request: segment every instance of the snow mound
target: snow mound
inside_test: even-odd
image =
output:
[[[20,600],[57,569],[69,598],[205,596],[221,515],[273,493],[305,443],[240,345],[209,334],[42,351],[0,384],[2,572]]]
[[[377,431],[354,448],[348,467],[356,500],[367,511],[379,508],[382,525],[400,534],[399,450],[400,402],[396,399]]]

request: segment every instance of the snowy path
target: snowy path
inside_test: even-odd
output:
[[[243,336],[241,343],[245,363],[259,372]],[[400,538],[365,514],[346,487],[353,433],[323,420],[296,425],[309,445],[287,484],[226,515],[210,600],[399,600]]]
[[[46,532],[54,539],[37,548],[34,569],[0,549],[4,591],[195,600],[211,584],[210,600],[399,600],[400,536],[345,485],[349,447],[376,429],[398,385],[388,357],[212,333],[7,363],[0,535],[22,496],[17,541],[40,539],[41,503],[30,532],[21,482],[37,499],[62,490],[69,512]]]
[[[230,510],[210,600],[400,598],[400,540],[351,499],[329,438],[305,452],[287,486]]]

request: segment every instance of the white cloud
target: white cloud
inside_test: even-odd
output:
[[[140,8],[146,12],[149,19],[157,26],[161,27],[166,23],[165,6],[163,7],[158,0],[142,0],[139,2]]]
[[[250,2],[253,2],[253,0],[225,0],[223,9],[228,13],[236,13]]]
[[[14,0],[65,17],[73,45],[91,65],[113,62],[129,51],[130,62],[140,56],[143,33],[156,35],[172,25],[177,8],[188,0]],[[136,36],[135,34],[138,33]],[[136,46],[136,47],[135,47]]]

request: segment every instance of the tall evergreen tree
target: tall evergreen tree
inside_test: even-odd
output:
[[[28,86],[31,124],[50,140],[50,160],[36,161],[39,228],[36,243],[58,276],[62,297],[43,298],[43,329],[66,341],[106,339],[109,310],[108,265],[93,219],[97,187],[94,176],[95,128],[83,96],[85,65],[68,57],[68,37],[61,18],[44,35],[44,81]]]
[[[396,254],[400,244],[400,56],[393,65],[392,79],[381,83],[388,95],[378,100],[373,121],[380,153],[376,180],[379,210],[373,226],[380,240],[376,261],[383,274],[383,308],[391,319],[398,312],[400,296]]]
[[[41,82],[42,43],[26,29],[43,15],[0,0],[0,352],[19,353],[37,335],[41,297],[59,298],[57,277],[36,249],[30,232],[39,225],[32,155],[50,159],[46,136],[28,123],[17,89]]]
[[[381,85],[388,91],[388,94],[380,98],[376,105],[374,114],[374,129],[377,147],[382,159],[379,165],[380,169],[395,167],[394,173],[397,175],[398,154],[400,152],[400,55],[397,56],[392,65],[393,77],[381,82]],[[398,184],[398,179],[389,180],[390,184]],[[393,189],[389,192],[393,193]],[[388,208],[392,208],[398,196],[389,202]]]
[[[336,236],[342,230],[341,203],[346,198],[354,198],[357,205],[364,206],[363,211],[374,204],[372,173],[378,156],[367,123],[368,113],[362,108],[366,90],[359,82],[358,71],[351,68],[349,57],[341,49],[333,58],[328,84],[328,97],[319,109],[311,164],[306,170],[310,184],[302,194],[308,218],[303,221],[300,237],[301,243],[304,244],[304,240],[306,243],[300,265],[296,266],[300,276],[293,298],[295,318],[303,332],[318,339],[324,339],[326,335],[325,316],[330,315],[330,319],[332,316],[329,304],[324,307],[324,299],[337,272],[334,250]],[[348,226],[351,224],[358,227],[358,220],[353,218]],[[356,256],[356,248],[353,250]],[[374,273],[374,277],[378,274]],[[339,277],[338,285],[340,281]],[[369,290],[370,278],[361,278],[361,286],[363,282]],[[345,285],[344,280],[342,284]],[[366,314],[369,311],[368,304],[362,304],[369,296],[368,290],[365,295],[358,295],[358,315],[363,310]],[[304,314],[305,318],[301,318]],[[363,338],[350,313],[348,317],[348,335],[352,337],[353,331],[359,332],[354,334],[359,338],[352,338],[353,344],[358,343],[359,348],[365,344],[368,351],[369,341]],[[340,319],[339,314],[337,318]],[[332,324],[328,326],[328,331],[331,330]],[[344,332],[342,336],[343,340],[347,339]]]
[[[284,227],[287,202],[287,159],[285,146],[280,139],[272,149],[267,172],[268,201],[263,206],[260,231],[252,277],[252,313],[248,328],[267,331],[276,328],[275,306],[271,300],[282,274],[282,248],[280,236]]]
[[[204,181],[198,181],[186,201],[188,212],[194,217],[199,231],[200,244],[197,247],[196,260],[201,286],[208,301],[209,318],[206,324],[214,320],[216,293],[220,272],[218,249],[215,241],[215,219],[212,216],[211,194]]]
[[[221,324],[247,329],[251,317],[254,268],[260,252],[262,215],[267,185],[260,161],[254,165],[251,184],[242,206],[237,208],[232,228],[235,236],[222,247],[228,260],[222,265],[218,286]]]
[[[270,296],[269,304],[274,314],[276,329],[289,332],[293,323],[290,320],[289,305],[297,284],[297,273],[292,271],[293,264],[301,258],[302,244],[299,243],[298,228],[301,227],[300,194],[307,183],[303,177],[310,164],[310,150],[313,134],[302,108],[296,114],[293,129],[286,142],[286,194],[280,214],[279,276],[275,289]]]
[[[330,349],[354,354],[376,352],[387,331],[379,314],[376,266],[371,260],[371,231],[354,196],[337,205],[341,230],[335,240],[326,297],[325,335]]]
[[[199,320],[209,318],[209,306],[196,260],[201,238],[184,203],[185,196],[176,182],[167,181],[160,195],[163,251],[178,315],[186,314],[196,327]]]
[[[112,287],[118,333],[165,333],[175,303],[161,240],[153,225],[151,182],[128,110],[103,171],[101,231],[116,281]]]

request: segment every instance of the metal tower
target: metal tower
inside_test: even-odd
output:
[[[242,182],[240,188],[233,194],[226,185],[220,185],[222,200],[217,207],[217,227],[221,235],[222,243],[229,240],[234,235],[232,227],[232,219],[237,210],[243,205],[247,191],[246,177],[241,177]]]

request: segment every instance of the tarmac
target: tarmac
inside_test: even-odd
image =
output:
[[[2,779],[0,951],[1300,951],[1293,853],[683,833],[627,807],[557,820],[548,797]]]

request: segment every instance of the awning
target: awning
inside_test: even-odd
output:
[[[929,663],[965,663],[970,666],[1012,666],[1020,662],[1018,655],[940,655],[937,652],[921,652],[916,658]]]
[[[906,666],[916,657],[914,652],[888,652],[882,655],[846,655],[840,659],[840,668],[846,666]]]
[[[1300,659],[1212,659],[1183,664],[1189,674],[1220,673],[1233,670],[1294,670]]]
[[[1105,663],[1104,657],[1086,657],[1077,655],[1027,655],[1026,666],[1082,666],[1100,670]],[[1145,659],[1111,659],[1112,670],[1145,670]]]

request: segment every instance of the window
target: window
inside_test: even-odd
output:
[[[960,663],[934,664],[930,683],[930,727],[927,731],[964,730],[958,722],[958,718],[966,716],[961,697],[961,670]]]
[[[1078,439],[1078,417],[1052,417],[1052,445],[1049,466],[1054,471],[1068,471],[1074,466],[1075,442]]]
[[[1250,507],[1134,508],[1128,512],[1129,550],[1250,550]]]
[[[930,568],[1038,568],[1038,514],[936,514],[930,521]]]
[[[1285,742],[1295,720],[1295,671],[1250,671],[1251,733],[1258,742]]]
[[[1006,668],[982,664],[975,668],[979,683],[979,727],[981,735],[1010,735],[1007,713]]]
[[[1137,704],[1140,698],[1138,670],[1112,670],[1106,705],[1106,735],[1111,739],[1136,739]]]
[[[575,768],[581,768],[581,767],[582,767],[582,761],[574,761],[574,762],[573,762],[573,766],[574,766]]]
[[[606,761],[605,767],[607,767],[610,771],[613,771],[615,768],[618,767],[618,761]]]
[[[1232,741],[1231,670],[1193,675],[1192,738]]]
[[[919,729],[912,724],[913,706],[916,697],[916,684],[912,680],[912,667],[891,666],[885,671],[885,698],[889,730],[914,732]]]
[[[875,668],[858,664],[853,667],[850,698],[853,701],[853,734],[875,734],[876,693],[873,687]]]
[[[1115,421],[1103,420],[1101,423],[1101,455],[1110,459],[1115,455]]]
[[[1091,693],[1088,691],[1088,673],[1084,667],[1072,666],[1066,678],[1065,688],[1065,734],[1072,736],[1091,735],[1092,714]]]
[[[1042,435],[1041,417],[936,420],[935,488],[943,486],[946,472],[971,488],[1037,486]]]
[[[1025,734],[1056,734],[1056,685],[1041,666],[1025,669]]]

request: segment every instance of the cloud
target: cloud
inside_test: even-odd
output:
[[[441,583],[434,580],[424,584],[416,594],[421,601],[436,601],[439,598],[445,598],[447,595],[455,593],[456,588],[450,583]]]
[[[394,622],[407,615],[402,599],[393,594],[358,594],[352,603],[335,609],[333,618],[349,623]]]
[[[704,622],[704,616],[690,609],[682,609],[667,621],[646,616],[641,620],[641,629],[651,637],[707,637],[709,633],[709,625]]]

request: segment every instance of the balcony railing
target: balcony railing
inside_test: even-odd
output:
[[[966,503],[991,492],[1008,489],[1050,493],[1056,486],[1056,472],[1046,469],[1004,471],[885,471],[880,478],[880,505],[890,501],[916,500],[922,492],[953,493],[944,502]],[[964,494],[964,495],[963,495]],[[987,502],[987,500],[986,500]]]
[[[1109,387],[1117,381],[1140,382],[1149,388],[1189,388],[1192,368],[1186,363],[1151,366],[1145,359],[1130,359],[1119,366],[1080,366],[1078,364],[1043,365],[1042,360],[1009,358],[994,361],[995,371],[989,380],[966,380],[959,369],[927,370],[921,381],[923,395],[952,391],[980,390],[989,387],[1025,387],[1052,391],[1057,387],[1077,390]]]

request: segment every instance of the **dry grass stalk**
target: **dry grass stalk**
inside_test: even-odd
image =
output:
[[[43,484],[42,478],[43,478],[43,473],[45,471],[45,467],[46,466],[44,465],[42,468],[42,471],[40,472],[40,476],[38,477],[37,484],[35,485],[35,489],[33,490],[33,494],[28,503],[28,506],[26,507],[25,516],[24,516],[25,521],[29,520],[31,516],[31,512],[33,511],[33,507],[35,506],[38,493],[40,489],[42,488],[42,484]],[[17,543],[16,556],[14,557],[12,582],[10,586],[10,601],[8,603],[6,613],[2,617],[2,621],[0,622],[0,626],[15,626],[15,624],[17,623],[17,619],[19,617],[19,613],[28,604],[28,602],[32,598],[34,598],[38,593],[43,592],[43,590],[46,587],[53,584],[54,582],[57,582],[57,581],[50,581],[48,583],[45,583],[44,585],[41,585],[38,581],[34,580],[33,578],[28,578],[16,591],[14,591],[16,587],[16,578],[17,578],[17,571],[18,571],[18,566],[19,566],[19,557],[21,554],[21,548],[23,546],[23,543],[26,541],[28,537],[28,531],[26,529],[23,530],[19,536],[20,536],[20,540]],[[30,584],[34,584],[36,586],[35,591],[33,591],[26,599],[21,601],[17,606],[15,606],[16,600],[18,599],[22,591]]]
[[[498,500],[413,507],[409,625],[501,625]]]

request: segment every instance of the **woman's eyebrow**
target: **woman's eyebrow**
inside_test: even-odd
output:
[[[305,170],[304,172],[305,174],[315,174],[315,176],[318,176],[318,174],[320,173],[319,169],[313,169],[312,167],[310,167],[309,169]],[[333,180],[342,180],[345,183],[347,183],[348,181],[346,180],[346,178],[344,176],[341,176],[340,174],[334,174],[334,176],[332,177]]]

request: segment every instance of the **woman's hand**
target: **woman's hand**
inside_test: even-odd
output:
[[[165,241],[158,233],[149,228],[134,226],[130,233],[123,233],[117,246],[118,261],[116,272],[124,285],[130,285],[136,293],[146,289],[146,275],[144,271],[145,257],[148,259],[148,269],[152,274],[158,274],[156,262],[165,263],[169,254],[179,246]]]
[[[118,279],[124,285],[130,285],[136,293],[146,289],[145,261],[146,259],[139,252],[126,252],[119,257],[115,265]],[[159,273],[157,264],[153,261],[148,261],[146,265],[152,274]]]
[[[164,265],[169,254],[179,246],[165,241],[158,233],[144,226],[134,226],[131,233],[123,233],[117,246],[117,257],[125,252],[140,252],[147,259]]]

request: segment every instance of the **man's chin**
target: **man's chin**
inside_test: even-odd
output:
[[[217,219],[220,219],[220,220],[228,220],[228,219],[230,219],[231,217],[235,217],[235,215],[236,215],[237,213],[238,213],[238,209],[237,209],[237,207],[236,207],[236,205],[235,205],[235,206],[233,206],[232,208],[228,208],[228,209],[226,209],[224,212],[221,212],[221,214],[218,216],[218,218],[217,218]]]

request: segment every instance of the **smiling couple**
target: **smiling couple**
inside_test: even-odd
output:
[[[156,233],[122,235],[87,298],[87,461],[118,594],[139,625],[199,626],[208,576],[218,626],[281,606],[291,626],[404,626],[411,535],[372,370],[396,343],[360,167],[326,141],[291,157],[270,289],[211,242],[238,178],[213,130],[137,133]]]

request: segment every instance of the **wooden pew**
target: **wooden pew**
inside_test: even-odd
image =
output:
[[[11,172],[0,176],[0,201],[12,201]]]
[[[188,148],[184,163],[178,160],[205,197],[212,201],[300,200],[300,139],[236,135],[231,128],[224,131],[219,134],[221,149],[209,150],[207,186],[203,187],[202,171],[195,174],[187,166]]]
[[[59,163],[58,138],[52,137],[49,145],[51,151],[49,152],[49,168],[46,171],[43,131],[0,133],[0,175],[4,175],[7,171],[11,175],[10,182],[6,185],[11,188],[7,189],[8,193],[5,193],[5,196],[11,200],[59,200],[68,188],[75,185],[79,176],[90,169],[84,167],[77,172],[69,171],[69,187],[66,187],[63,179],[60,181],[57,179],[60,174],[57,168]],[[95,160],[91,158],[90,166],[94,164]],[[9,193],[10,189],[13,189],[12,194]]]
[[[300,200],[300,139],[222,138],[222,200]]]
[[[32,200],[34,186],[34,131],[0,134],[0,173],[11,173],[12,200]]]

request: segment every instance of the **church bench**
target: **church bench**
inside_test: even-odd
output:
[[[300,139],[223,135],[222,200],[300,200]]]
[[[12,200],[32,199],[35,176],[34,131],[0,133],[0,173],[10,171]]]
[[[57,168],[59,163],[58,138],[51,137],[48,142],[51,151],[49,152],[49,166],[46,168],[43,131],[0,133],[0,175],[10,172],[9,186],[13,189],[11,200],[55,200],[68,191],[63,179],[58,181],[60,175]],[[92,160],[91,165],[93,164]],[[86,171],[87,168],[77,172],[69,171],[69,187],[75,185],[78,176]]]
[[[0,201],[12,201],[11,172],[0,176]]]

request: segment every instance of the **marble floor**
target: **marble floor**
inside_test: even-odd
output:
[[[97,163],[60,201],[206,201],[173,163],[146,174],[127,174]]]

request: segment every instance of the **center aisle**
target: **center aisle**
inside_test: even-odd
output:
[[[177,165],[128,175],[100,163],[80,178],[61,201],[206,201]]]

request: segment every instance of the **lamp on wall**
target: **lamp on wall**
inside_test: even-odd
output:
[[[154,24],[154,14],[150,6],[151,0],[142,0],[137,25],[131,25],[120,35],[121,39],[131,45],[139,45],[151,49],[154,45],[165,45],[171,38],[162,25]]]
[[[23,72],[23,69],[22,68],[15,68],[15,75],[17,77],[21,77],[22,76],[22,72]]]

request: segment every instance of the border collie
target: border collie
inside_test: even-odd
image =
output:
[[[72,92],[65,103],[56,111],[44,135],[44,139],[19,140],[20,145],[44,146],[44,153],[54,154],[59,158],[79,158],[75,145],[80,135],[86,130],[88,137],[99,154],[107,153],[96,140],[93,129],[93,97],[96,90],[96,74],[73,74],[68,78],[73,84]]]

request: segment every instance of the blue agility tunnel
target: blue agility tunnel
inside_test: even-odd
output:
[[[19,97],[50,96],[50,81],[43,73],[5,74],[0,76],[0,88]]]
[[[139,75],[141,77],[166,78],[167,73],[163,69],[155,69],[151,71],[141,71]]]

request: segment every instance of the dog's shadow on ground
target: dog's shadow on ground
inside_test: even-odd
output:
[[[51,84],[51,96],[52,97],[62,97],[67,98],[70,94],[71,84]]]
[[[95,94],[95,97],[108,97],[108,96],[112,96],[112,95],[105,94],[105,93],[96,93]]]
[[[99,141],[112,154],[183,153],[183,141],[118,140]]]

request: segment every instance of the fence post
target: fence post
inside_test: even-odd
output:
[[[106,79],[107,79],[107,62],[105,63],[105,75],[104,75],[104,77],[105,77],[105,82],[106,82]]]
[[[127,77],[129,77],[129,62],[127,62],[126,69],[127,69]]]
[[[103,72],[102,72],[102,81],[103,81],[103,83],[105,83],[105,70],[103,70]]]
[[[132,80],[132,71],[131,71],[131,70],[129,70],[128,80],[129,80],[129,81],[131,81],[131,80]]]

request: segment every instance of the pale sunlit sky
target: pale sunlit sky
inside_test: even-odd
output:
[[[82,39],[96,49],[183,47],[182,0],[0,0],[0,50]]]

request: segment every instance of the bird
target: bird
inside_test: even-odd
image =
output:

- What you should do: Return, from the entries, each line that holds "snowy".

- Answer to this task:
request: segment every instance of the snowy path
target: snowy path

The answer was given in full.